_TASK TO COMPLETE_.
Look through the data below and report how many lines include "coordinates". Only the number should be given.

_SOURCE MATERIAL_.

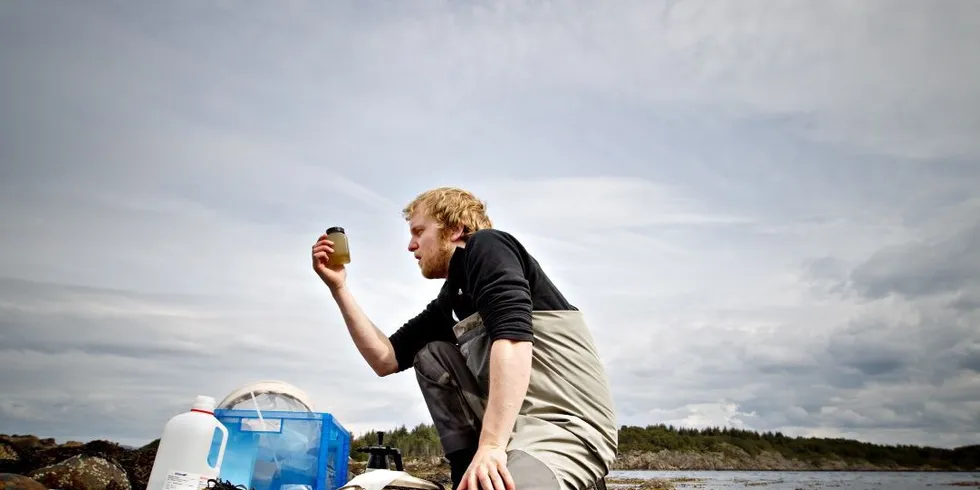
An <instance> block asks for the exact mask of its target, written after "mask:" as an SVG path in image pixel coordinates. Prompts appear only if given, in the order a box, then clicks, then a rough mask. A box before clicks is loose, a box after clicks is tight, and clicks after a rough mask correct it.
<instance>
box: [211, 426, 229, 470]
mask: <svg viewBox="0 0 980 490" xmlns="http://www.w3.org/2000/svg"><path fill="white" fill-rule="evenodd" d="M214 423H215V427H217V428H219V429H221V447H220V448H219V449H218V457H217V458H215V460H214V466H212V467H211V469H212V470H216V469H218V468H219V467H221V463H222V462H223V461H224V458H225V447H227V446H228V428H227V427H225V424H223V423H222V422H221V421H220V420H215V421H214Z"/></svg>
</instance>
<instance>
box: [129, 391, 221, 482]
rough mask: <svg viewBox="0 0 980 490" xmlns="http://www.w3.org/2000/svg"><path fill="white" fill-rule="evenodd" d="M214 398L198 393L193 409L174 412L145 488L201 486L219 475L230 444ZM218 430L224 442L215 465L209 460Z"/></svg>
mask: <svg viewBox="0 0 980 490" xmlns="http://www.w3.org/2000/svg"><path fill="white" fill-rule="evenodd" d="M214 405H215V403H214V398H211V397H209V396H203V395H199V396H198V397H197V399H195V400H194V405H192V406H191V410H190V411H188V412H184V413H181V414H178V415H175V416H174V417H173V418H171V419H170V420H169V421H167V424H166V425H165V426H164V428H163V435H162V436H161V437H160V446H159V447H158V448H157V455H156V459H154V460H153V469H152V470H150V479H149V481H148V482H147V485H146V490H200V489H202V488H206V487H207V483H208V479H210V478H218V474H219V473H220V472H221V461H222V459H224V457H225V446H226V445H227V444H228V429H226V428H225V426H224V425H223V424H222V423H221V421H219V420H218V419H217V418H215V416H214ZM215 431H220V433H221V445H220V446H219V448H218V455H217V458H215V461H214V465H213V466H212V465H211V463H210V462H209V461H208V457H209V455H210V453H211V446H212V444H213V441H214V438H215V435H216V433H215Z"/></svg>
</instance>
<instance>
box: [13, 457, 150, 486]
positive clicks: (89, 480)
mask: <svg viewBox="0 0 980 490" xmlns="http://www.w3.org/2000/svg"><path fill="white" fill-rule="evenodd" d="M28 476H30V477H31V478H33V479H35V480H37V481H38V482H40V483H41V484H43V485H45V486H46V487H48V488H58V489H61V490H132V487H131V486H130V484H129V478H128V477H127V475H126V472H125V471H124V470H123V469H122V468H120V467H119V465H117V464H115V463H113V462H111V461H108V460H106V459H105V458H102V457H99V456H88V455H84V454H78V455H76V456H72V457H70V458H68V459H66V460H64V461H62V462H60V463H55V464H52V465H49V466H45V467H43V468H39V469H37V470H34V471H32V472H31V473H30V474H29V475H28Z"/></svg>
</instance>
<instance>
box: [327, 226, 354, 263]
mask: <svg viewBox="0 0 980 490" xmlns="http://www.w3.org/2000/svg"><path fill="white" fill-rule="evenodd" d="M327 238H328V239H329V240H330V241H332V242H333V253H332V254H330V260H329V261H328V263H329V264H330V265H343V264H349V263H350V247H349V243H348V242H347V233H345V232H344V229H343V228H341V227H339V226H333V227H330V228H329V229H327Z"/></svg>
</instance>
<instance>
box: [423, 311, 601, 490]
mask: <svg viewBox="0 0 980 490" xmlns="http://www.w3.org/2000/svg"><path fill="white" fill-rule="evenodd" d="M531 323H532V330H533V332H534V338H535V341H534V349H533V355H532V361H531V377H530V382H529V385H528V390H527V396H526V397H525V399H524V403H523V405H522V406H521V408H520V411H519V413H518V415H517V421H516V423H515V425H514V432H513V434H512V436H511V440H510V442H509V444H508V446H507V453H508V462H507V468H508V470H509V471H510V473H511V475H512V477H513V478H514V483H515V485H516V486H517V490H588V489H591V488H597V489H598V490H604V487H605V481H604V477H605V475H606V474H607V473H608V471H609V468H610V465H611V464H612V462H613V460H614V459H615V457H616V447H617V444H618V432H617V426H616V419H615V413H614V411H613V404H612V397H611V395H610V393H609V388H608V383H607V378H606V374H605V371H604V369H603V367H602V364H601V362H600V361H599V358H598V355H597V353H596V349H595V346H594V344H593V341H592V335H591V333H590V332H589V330H588V327H587V325H586V323H585V321H584V317H583V314H582V313H581V312H579V311H535V312H533V313H532V318H531ZM453 330H454V332H455V334H456V338H457V341H458V344H459V345H458V346H456V345H453V344H451V343H449V342H431V343H429V344H428V345H426V346H425V347H424V348H423V349H422V350H421V351H420V352H419V353H418V354H417V355H416V357H415V364H414V367H415V372H416V377H417V378H418V381H419V385H420V387H421V389H422V394H423V397H424V398H425V401H426V404H427V405H428V408H429V412H430V414H431V416H432V419H433V423H434V424H435V426H436V430H437V431H438V432H439V437H440V440H441V443H442V446H443V450H444V451H445V452H446V454H449V453H453V452H456V451H461V450H472V449H474V448H475V447H476V446H477V443H478V441H479V437H480V429H481V426H482V425H481V421H482V419H483V414H484V410H485V409H486V403H487V396H488V393H489V377H490V339H489V338H488V337H487V334H486V330H485V328H484V325H483V322H482V319H481V318H480V316H479V314H473V315H471V316H469V317H467V318H465V319H463V320H462V321H460V322H459V323H457V324H456V325H455V327H454V328H453ZM455 473H456V472H454V475H453V480H454V481H453V486H454V488H455V487H456V486H458V483H459V482H458V481H457V479H458V477H459V476H461V475H457V474H455ZM473 490H478V489H473Z"/></svg>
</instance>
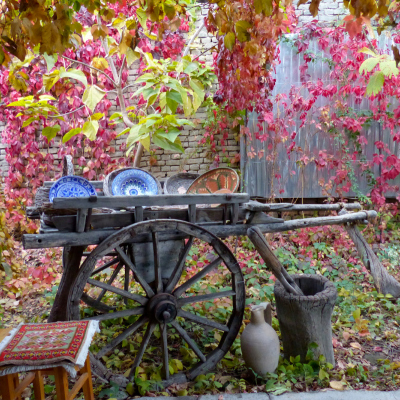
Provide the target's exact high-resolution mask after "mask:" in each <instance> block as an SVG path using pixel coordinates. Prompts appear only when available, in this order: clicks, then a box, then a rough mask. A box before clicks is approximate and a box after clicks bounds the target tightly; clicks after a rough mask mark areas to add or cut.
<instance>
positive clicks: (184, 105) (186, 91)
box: [177, 85, 193, 117]
mask: <svg viewBox="0 0 400 400" xmlns="http://www.w3.org/2000/svg"><path fill="white" fill-rule="evenodd" d="M177 89H178V92H179V93H180V95H181V97H182V102H183V111H184V113H185V115H186V116H187V117H188V116H189V115H191V114H192V112H193V107H192V101H191V100H190V98H189V97H188V95H187V90H186V89H185V88H183V87H182V86H180V85H179V86H177Z"/></svg>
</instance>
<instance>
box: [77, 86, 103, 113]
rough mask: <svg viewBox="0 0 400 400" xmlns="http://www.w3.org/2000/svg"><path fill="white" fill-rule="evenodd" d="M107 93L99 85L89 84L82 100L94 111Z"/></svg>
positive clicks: (83, 95) (83, 102) (86, 88)
mask: <svg viewBox="0 0 400 400" xmlns="http://www.w3.org/2000/svg"><path fill="white" fill-rule="evenodd" d="M105 94H106V92H105V91H104V90H102V89H100V88H99V87H98V86H96V85H93V86H89V87H88V88H86V90H85V92H84V93H83V97H82V101H83V103H84V104H85V105H86V106H88V107H89V109H90V110H91V111H92V112H93V111H94V109H95V108H96V106H97V104H99V102H100V101H101V100H102V99H103V97H104V96H105Z"/></svg>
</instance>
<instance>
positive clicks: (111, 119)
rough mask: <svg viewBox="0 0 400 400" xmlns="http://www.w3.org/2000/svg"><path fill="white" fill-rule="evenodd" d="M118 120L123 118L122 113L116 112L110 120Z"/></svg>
mask: <svg viewBox="0 0 400 400" xmlns="http://www.w3.org/2000/svg"><path fill="white" fill-rule="evenodd" d="M116 118H122V113H120V112H116V113H114V114H113V115H111V117H110V118H109V119H110V120H113V119H116Z"/></svg>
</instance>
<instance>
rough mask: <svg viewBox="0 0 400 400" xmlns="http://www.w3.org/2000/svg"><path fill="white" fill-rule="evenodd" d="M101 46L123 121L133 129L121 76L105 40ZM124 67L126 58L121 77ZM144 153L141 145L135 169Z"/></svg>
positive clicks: (120, 71) (122, 63) (136, 161)
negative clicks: (116, 95) (112, 77)
mask: <svg viewBox="0 0 400 400" xmlns="http://www.w3.org/2000/svg"><path fill="white" fill-rule="evenodd" d="M97 23H98V24H99V25H100V24H101V20H100V16H99V15H98V16H97ZM101 44H102V45H103V48H104V50H105V52H106V54H107V56H106V58H107V60H108V64H109V65H110V68H111V72H112V74H113V77H114V80H115V81H116V82H117V84H116V85H115V88H116V90H117V97H118V100H119V106H120V108H121V114H122V119H123V121H124V123H125V125H126V126H127V127H128V128H132V127H133V126H135V124H134V123H133V122H132V121H131V120H130V119H129V117H128V113H127V111H126V107H125V99H124V94H123V89H122V87H121V79H120V74H118V72H117V69H116V67H115V63H114V60H113V59H112V57H111V56H110V55H109V51H108V44H107V41H106V40H105V39H101ZM124 65H125V58H124V61H123V63H122V65H121V71H120V73H121V77H122V70H123V67H124ZM143 151H144V147H143V145H142V144H141V143H139V144H138V147H137V150H136V154H135V158H134V160H133V167H134V168H138V167H139V166H140V161H141V159H142V154H143Z"/></svg>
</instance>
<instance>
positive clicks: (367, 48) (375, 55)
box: [358, 47, 377, 57]
mask: <svg viewBox="0 0 400 400" xmlns="http://www.w3.org/2000/svg"><path fill="white" fill-rule="evenodd" d="M358 52H359V53H364V54H368V55H369V56H372V57H376V56H377V54H376V53H375V52H373V51H372V50H371V49H369V48H368V47H363V48H362V49H360V50H358Z"/></svg>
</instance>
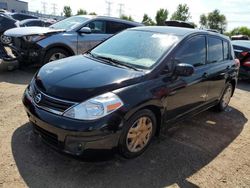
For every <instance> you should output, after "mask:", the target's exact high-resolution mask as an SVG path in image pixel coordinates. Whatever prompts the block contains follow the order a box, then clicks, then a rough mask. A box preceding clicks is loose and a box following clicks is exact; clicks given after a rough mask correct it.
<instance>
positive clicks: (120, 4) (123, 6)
mask: <svg viewBox="0 0 250 188" xmlns="http://www.w3.org/2000/svg"><path fill="white" fill-rule="evenodd" d="M118 6H119V9H118V12H119V17H121V16H122V15H123V13H124V9H123V8H124V4H123V3H119V4H118Z"/></svg>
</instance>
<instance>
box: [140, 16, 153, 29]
mask: <svg viewBox="0 0 250 188" xmlns="http://www.w3.org/2000/svg"><path fill="white" fill-rule="evenodd" d="M142 23H143V24H144V25H147V26H149V25H155V22H154V21H153V20H152V19H151V18H150V17H149V16H148V15H147V14H144V15H143V19H142Z"/></svg>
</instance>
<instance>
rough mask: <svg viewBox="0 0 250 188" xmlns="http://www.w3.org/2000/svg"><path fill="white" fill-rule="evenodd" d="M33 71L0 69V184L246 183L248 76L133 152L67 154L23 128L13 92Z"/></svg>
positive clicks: (22, 125)
mask: <svg viewBox="0 0 250 188" xmlns="http://www.w3.org/2000/svg"><path fill="white" fill-rule="evenodd" d="M33 74H34V71H30V70H28V71H27V70H25V71H20V70H17V71H13V72H0V169H1V170H0V187H8V188H9V187H43V188H45V187H129V188H131V187H168V186H170V187H209V188H210V187H232V188H234V187H250V127H249V122H248V118H250V105H249V98H250V93H249V91H250V83H247V82H240V83H239V85H238V88H237V90H236V93H235V95H234V97H233V98H232V100H231V103H230V107H229V108H228V110H227V111H226V112H223V113H216V112H213V111H212V110H209V111H206V112H203V113H201V114H199V115H197V116H195V117H193V118H191V119H189V120H185V121H183V122H181V123H178V124H177V125H176V129H174V130H173V131H172V134H171V135H170V136H168V135H167V134H164V133H163V134H162V135H161V136H160V138H158V139H155V140H154V142H153V143H152V145H151V146H150V147H149V149H148V150H147V151H146V152H145V153H144V154H143V155H142V156H140V157H138V158H136V159H133V160H126V159H123V158H122V157H120V156H119V155H117V154H115V153H114V152H112V151H108V152H102V153H98V154H95V155H90V156H89V157H85V158H82V159H75V158H72V157H70V156H67V155H62V154H60V153H57V152H55V151H54V150H52V149H51V148H49V147H48V146H47V145H45V144H44V143H42V142H41V140H39V138H37V137H36V136H35V135H34V134H33V133H32V131H31V125H30V124H29V122H28V119H27V117H26V114H25V112H24V109H23V106H22V103H21V97H22V93H23V91H24V89H25V87H26V85H27V84H28V82H29V81H30V80H31V78H32V75H33ZM96 156H98V157H96Z"/></svg>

_REPLY_.
3